= Source extract =
* * * * * * * * *

OCD
Truth Is the Remedy for a Constant Need to Be Reassured
Why no amount of reassurance seems to be enough to eliminate anxiety.
Posted November 9, 2024 Reviewed by Margaret Foley
Key points
- Typically, no amount of praise or reassurance can eliminate intrusive thinking.
- When we value self-image over truth, others may feel pressured to say things they may not believe.
- Basing self-worth on the ability to accept and adapt to reality is more sustainable than basing it on praise.
For those who need it, chronic reassurance is never enough to fully soothe. Ultimately, those who require that much control and that much predictability, more than anything, need to start tolerating letting go and allowing others to decide how they feel about them—good, bad, or neutral.
There's a great line in Henry David Thoreau's Walden: "Rather than love, than money, than fame, give me truth." When we value self-image above all else, we expect the world to adapt to us, not caring about, even abhorring, its natural unfolding. So, when we seek out reassurance, rarely are we preoccupied with the validity of what we want to believe. When they're being more lucid and honest, some individuals who tend to obsess may even say things like, "Why can't you just lie to me?" In seeking reassurance, we are, in reality, seeking to dominate, attempting to sway opinion at most and control the external narrative at least. Some control through fear, which is most obvious, while others control through pity.
How many relationships have you remained in because of guilt? How many times have you wanted to leave but couldn't because you knew your partner couldn't handle your absence? Chronic reassurance fulfills individual needs yet at a high long-term cost. And that price is charged to everyone involved. Obsessive-compulsive tendencies entail black-and-white thinking, through which we may come to believe that external soothing is the only way to manage fear. Through that narrow perspective, we remain blind to other options and the long-term unsustainability of our chosen coping mechanism, for both our relationships and ourselves.

* * * * * * * * *

Collected data entries:

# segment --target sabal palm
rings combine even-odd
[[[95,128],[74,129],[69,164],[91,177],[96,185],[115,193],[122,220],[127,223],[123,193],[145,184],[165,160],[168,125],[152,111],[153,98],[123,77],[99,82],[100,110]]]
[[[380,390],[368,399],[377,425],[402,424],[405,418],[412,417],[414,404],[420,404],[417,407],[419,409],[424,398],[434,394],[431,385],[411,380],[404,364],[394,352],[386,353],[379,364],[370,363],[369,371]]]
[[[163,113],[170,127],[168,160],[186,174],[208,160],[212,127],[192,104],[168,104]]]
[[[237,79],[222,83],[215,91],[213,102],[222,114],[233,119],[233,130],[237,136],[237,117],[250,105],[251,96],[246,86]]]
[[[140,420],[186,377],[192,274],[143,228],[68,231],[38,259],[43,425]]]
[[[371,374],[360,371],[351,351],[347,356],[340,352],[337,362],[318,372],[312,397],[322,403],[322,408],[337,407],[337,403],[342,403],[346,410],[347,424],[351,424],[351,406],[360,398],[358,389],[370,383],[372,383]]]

* * * * * * * * *

= Task item =
Repeat everything in the article about reassurance and truth from "- When we value" down to "bad, or neutral.". Rely only on the article about reassurance and truth.

= Task solution =
- When we value self-image over truth, others may feel pressured to say things they may not believe.
- Basing self-worth on the ability to accept and adapt to reality is more sustainable than basing it on praise.
For those who need it, chronic reassurance is never enough to fully soothe. Ultimately, those who require that much control and that much predictability, more than anything, need to start tolerating letting go and allowing others to decide how they feel about them—good, bad, or neutral.